Anda ahora por Extremadura, más concretamente por Hoyos y la hermosa Sierra de Gata, el escritor Eduardo Moga, quien durante una etapa tan breve como brillante fue director de la Editora Regional de Extremadura y el Plan de Fomento de la Lectura. Desde mucho antes, Moga ha tenido una estrecha vinculación con nuestra región, por las raíces familiares de su esposa, y, cual ave migratoria, regresa cada año.

Eduardo Moga (Barcelona, 1962) es quizás el poeta catalán vivo con una obra más importante en castellano, pero tiene también otras facetas: traductor de poesía, crítico y autor de diarios y crónicas de viajes, es raro el año en que no publica al menos un par de libros, a veces muchos más. No es raro que algún amigo lo llame «Eduardo Mega» (como a Max Aub lo llamaban «Max Aún»), pero ser prolífico no es un defecto cuando se consigue mantener siempre el listón alto. Lope de Vega escribió más de mil obras, y en su época, decir «es de Lope» era garantía de calidad. Pues bien, si «es de Moga» también lo es, aunque a sus lectores a veces no dé tiempo a asimilar toda su producción.

Los dos últimos libros suyos que me llegaron no podían ser más diferentes. El primero, El sonido absoluto. Un análisis de Cortejo y Epinicio, de David Rosenmann-Taub (RIL Editores), es un concienzudo ensayo de la obra más importante de un poeta chileno, de orígenes judío-polacos, por el cual el autor barcelonés ha sentido siempre devoción. Rosenmann-Taub, que tiene 92 años, empezó a escribir Cortejo y Epinicio con apenas veinte. Obra de gran ambición, en sus cuatro volúmenes (El zócalo, El mensajero, La opción y La noche antes) refleja las cuatro estaciones del año y las cuatro edades del hombre, y es «un relato de estar en el mundo», eso sí, visto desde una multitud de perspectivas y con una complejidad como rara vez se ha logrado en poesía. Como Walt Whitman, otro poeta al que Eduardo Moga ha dedicado especial atención, traduciendo su inmenso libro Hojas de hierba, la obra del chileno pretende abarcarlo todo, desde la infancia y la familia al erotismo y el sexo, desde el humor a la muerte. No es de extrañar la afinidad que el poeta crítico siente hacia el poeta analizado, dada también su ambición de poetizar todo, de lo trágico a lo ridículo, especialmente lograda en poemarios como Insumisión (2013), finalista del Premio Nacional de Poesía.
####################
**La tarea**.
Según el extracto, ¿en qué ciudad y en qué año nació Eduardo Moga? Responde en una frase, por favor. Los datos no tienen relación con el extracto.

**Datos registrados**.
####################
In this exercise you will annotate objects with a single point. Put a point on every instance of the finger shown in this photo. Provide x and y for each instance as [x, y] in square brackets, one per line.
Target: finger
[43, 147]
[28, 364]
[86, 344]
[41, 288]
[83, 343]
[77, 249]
####################
**Respuesta**.
Eduardo Moga nació en Barcelona en 1962.